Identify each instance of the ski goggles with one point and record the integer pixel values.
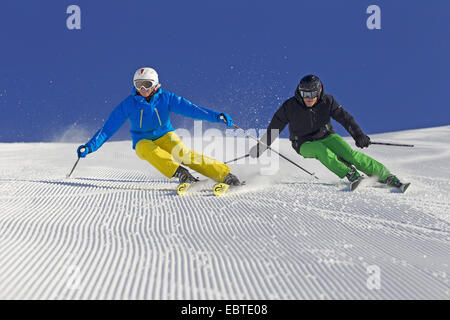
(309, 94)
(146, 84)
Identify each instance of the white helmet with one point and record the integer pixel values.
(148, 74)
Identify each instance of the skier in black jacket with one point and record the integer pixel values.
(308, 114)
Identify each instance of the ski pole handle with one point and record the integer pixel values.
(393, 144)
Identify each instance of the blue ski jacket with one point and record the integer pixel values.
(149, 120)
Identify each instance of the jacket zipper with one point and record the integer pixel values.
(158, 117)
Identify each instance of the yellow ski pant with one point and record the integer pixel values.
(168, 152)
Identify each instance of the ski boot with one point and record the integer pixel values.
(230, 180)
(185, 178)
(354, 177)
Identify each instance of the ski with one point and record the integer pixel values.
(183, 188)
(221, 189)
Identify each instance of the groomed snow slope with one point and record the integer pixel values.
(117, 229)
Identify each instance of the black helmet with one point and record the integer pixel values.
(310, 83)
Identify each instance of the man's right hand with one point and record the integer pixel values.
(83, 151)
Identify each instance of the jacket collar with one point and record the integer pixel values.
(299, 98)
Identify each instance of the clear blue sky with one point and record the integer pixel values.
(238, 56)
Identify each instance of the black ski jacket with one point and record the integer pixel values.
(309, 123)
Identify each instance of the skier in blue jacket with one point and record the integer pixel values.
(154, 138)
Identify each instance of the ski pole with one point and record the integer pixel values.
(246, 156)
(250, 136)
(393, 144)
(68, 176)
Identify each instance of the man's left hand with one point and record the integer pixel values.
(226, 118)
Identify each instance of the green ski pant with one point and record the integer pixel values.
(330, 150)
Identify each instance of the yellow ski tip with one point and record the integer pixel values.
(220, 189)
(182, 188)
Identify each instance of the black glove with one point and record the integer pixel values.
(362, 141)
(257, 150)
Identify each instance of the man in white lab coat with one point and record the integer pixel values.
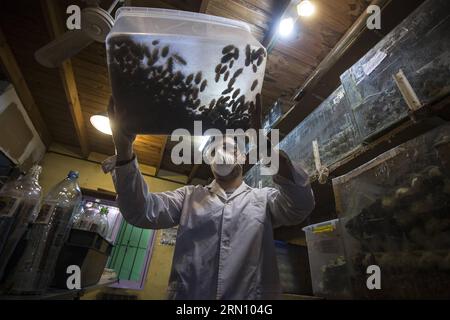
(224, 247)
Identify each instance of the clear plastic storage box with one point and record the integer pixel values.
(332, 125)
(396, 214)
(169, 68)
(327, 260)
(420, 47)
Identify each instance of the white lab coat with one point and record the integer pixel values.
(224, 247)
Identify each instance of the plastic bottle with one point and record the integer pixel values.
(46, 238)
(20, 202)
(87, 216)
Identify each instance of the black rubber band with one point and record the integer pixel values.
(124, 162)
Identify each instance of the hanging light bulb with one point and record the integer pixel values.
(306, 8)
(285, 27)
(101, 123)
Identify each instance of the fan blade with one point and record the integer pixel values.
(62, 48)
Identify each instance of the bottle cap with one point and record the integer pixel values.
(73, 174)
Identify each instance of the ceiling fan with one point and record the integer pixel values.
(95, 26)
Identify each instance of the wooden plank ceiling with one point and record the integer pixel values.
(289, 63)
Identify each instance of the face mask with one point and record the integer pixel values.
(223, 163)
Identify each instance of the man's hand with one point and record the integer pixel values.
(122, 141)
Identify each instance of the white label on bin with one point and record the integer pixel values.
(8, 206)
(373, 63)
(74, 280)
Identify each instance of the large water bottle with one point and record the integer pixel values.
(20, 202)
(46, 238)
(100, 223)
(86, 217)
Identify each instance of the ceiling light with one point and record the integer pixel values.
(306, 8)
(286, 26)
(101, 123)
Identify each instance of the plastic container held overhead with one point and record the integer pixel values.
(170, 68)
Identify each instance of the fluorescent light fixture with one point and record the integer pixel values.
(306, 8)
(101, 123)
(285, 27)
(203, 141)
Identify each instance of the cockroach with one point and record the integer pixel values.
(203, 85)
(227, 91)
(180, 59)
(223, 70)
(236, 93)
(198, 77)
(227, 58)
(227, 49)
(165, 51)
(238, 72)
(254, 84)
(189, 79)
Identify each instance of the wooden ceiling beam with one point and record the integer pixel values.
(203, 6)
(15, 75)
(51, 12)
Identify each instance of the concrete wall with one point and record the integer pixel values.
(55, 168)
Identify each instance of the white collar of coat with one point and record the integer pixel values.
(215, 188)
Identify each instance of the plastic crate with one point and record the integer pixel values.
(420, 47)
(327, 260)
(395, 213)
(293, 268)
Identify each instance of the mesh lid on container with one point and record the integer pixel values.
(180, 16)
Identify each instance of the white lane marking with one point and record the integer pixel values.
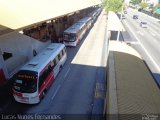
(56, 92)
(153, 34)
(67, 72)
(140, 33)
(156, 65)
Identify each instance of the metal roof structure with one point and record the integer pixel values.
(113, 23)
(17, 14)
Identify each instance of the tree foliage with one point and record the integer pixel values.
(113, 5)
(143, 5)
(135, 2)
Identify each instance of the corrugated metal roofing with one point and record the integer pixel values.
(16, 14)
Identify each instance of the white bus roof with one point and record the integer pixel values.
(74, 28)
(43, 58)
(85, 20)
(16, 14)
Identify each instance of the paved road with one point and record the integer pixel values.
(73, 91)
(147, 39)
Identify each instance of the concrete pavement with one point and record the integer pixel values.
(132, 92)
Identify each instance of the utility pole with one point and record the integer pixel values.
(120, 20)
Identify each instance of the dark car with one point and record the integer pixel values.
(135, 16)
(125, 12)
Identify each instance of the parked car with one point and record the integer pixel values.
(135, 16)
(143, 24)
(125, 12)
(123, 17)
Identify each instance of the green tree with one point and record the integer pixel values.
(143, 5)
(113, 5)
(135, 2)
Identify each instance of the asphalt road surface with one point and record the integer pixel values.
(73, 91)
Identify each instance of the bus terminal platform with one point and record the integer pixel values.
(132, 93)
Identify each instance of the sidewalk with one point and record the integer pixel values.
(132, 92)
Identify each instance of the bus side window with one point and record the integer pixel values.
(43, 76)
(59, 57)
(41, 79)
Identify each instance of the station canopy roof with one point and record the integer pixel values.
(114, 23)
(17, 14)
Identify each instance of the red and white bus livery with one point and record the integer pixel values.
(34, 78)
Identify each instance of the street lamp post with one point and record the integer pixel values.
(120, 20)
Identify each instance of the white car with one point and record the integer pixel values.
(143, 24)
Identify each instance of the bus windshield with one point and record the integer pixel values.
(25, 81)
(69, 37)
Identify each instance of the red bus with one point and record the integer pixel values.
(35, 77)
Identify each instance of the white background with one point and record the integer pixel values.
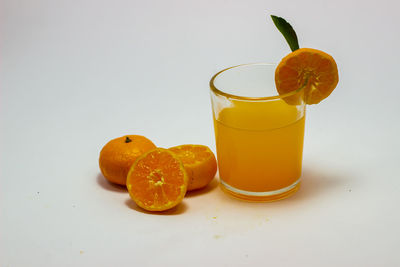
(75, 74)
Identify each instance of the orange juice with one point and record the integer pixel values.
(259, 146)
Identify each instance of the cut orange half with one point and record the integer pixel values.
(199, 162)
(157, 180)
(309, 69)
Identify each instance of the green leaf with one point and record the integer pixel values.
(287, 31)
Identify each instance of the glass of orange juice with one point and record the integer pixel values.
(259, 133)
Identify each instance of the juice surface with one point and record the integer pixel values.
(259, 145)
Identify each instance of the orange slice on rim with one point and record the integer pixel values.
(199, 162)
(157, 181)
(309, 69)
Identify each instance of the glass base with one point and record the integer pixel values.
(260, 196)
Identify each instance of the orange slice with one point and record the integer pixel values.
(199, 162)
(310, 69)
(118, 155)
(157, 180)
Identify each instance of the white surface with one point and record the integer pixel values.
(75, 74)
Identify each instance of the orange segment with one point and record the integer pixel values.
(199, 162)
(310, 69)
(157, 180)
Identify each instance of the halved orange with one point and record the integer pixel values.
(118, 155)
(157, 180)
(309, 69)
(199, 162)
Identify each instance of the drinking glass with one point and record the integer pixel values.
(259, 133)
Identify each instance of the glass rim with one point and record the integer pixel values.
(217, 91)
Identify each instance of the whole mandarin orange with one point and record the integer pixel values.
(118, 155)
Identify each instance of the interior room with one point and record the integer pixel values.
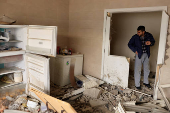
(56, 56)
(124, 26)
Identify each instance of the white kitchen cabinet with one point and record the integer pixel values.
(38, 43)
(61, 63)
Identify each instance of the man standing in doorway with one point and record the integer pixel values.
(140, 44)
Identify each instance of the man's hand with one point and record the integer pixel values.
(148, 43)
(136, 52)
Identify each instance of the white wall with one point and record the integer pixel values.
(124, 26)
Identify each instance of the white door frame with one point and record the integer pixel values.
(124, 10)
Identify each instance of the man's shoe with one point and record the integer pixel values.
(139, 88)
(147, 85)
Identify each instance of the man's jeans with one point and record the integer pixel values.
(138, 66)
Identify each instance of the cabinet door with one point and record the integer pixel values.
(37, 71)
(42, 40)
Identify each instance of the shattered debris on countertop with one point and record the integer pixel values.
(19, 103)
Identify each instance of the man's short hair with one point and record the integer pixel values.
(142, 28)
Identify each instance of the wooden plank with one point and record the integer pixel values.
(11, 41)
(5, 85)
(165, 99)
(165, 86)
(14, 111)
(10, 70)
(53, 103)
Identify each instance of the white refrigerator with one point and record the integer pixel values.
(38, 43)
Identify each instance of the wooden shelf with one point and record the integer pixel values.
(11, 53)
(4, 85)
(10, 70)
(11, 41)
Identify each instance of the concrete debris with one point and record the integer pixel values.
(95, 79)
(75, 97)
(97, 102)
(114, 92)
(127, 91)
(18, 104)
(133, 97)
(130, 103)
(82, 78)
(90, 84)
(125, 98)
(103, 98)
(93, 92)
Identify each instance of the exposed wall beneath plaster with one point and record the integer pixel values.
(86, 19)
(39, 12)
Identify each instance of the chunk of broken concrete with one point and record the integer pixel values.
(133, 97)
(75, 97)
(90, 84)
(125, 98)
(127, 91)
(114, 92)
(97, 102)
(93, 92)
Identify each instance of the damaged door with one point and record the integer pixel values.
(37, 71)
(116, 68)
(161, 50)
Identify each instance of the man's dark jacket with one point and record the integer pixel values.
(135, 44)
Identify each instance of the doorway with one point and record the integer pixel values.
(119, 26)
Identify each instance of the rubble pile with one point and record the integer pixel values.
(20, 103)
(102, 98)
(93, 96)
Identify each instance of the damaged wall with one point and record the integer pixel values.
(86, 18)
(39, 12)
(124, 26)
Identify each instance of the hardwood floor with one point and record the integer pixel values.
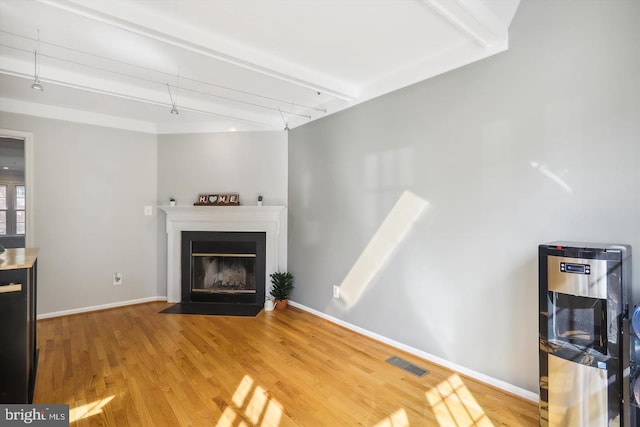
(134, 366)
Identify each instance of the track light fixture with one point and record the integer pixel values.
(36, 79)
(174, 109)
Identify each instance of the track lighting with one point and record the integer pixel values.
(36, 80)
(174, 109)
(36, 85)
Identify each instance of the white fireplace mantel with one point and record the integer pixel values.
(219, 218)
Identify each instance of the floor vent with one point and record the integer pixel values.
(409, 367)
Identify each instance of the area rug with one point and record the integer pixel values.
(216, 309)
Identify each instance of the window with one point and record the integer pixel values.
(3, 209)
(20, 209)
(13, 215)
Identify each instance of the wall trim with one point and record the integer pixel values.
(99, 307)
(509, 388)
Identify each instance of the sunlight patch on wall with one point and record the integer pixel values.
(389, 235)
(552, 176)
(454, 405)
(88, 410)
(397, 419)
(251, 407)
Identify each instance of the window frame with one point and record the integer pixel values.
(11, 210)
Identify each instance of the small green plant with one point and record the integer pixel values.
(282, 285)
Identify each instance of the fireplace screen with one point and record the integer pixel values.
(223, 273)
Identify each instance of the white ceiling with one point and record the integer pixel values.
(231, 65)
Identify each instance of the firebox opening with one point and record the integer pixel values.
(224, 267)
(230, 273)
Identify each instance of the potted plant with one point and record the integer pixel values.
(282, 285)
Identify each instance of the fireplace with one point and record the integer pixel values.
(270, 220)
(223, 267)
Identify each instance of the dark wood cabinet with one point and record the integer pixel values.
(18, 350)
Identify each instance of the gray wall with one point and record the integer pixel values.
(536, 144)
(247, 163)
(90, 186)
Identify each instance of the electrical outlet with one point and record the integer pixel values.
(117, 279)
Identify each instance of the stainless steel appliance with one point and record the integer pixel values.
(586, 361)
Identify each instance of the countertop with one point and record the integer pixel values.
(13, 259)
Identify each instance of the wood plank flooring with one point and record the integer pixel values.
(133, 366)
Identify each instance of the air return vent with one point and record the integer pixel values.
(407, 366)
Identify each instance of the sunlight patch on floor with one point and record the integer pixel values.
(88, 410)
(397, 419)
(454, 405)
(251, 407)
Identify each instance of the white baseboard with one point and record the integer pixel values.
(518, 391)
(100, 307)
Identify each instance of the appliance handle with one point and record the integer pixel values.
(577, 354)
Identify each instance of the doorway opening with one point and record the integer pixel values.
(13, 195)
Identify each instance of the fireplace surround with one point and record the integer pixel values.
(265, 219)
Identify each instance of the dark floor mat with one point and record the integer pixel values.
(219, 309)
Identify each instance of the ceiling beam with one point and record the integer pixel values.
(473, 18)
(168, 35)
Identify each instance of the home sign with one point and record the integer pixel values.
(218, 200)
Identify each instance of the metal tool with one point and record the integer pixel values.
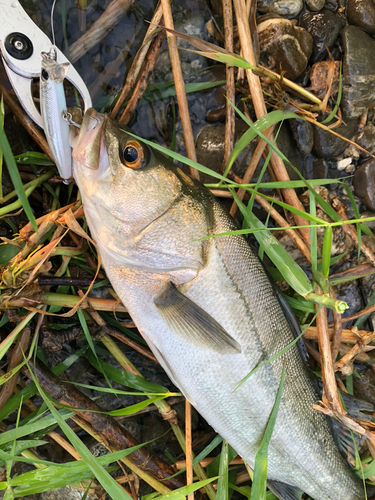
(21, 45)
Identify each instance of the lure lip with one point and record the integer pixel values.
(88, 146)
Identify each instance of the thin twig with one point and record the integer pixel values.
(350, 230)
(142, 83)
(251, 169)
(180, 88)
(328, 373)
(231, 93)
(138, 61)
(260, 110)
(293, 235)
(106, 22)
(336, 339)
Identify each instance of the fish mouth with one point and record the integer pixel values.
(89, 147)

----------

* [Written exercise]: Please pull out the rows above, starting at the one containing "Identify each instance of the doorway opening" and ending at the final row, both included, and reproduce them word for word without the pictures.

* [Correct answer]:
Identify each instance of the doorway opening with one point and record the integer pixel values.
(13, 195)
Identify each instance of the fireplace surround with one point and record the integer pixel values.
(265, 219)
Identify each instance of the dark floor mat with one point and record the integer pixel values.
(219, 309)
Identify each instance of the ceiling beam with one point and record the integer pixel values.
(473, 18)
(168, 35)
Identify each instance of the home sign with one point and record the integer pixel values.
(218, 200)
Identify each instance of the metal tool with one point and record the integer pixel values.
(21, 45)
Identify each instance of the lure lip with one point and record the integer pixel values.
(88, 146)
Identify each instance of the thin twig with one point and record the integer pixel values.
(350, 230)
(142, 83)
(251, 169)
(180, 88)
(328, 373)
(231, 93)
(138, 61)
(260, 110)
(293, 235)
(106, 22)
(336, 339)
Identify each instance of the fish mouth with one point and record the integer pixel values.
(89, 147)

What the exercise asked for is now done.